Aim: Rewrite the items below, from the line containing "like x=158, y=415." through the line containing "x=325, y=180", inclusive, as a two-column CSV with the header columns item and answer. Give one row per item, with each field quoted and any line breaks replaced by spaces.

Material for this exercise:
— begin —
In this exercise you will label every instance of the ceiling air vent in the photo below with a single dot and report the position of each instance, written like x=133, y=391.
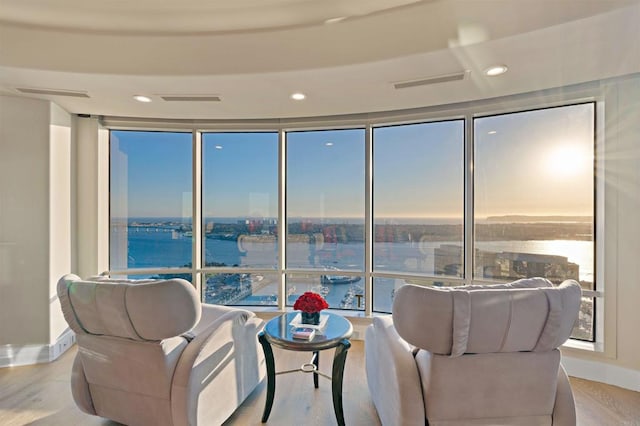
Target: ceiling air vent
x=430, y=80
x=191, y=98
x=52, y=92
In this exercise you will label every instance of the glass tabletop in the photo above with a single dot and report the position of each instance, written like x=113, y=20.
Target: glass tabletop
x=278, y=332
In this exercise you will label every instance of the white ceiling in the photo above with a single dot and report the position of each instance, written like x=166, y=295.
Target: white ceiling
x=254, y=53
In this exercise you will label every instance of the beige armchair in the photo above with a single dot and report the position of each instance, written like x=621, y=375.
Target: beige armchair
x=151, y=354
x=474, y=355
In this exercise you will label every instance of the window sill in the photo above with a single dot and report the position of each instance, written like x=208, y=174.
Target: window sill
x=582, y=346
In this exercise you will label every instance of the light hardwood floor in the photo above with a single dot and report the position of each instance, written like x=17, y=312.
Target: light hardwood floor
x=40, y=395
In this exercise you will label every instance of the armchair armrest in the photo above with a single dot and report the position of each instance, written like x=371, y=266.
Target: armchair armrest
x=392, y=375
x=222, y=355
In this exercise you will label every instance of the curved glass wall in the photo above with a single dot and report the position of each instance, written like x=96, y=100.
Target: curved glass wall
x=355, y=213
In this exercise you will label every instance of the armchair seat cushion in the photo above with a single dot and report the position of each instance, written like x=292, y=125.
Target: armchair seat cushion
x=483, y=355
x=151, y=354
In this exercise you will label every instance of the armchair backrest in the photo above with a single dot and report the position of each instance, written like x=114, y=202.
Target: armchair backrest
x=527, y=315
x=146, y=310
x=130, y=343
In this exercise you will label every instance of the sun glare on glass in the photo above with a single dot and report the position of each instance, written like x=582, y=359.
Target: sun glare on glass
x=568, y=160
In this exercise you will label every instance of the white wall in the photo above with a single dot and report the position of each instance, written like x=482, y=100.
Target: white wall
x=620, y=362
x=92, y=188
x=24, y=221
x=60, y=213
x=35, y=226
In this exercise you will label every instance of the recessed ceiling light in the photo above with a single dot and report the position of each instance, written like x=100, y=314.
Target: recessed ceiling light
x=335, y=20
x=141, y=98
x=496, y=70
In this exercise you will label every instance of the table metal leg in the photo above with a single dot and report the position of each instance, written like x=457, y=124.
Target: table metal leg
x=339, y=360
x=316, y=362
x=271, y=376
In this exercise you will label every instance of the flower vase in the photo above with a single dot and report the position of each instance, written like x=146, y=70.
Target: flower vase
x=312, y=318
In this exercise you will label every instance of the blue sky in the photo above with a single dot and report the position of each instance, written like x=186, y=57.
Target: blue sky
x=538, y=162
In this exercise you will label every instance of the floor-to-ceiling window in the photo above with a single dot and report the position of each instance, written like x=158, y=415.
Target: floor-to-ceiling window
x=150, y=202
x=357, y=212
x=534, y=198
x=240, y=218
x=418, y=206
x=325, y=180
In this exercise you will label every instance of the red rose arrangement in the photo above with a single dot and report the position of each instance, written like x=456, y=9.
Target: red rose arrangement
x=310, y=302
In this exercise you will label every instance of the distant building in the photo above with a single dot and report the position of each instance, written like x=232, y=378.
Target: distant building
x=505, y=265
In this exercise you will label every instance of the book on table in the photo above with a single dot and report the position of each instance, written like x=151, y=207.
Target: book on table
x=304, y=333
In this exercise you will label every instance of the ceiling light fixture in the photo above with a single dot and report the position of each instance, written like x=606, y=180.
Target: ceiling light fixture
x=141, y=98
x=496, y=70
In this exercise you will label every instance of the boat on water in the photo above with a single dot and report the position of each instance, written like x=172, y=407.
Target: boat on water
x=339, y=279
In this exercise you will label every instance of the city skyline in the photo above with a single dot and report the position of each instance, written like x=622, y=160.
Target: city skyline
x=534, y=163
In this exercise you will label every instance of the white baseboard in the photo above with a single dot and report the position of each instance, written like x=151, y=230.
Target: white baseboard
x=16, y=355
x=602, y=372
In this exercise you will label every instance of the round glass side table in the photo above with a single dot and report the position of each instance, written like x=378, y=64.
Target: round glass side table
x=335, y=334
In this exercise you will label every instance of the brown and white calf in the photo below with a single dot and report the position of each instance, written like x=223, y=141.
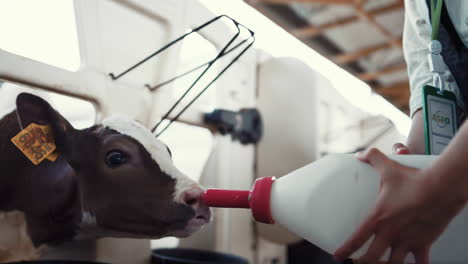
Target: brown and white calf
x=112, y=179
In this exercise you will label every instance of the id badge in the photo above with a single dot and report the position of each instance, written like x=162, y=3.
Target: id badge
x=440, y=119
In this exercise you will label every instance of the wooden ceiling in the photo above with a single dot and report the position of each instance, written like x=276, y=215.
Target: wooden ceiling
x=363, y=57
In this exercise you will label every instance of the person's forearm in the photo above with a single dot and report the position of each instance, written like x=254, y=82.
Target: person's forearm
— end —
Response to this exercise:
item,answer
"In this exercise you will label every instance of the floor-to-ceiling window in the photo above with a single dot and report the position of each instance, written like x=158, y=415. Target: floor-to-ceiling window","x=150, y=202 x=357, y=212 x=534, y=198 x=240, y=218 x=418, y=206 x=325, y=180"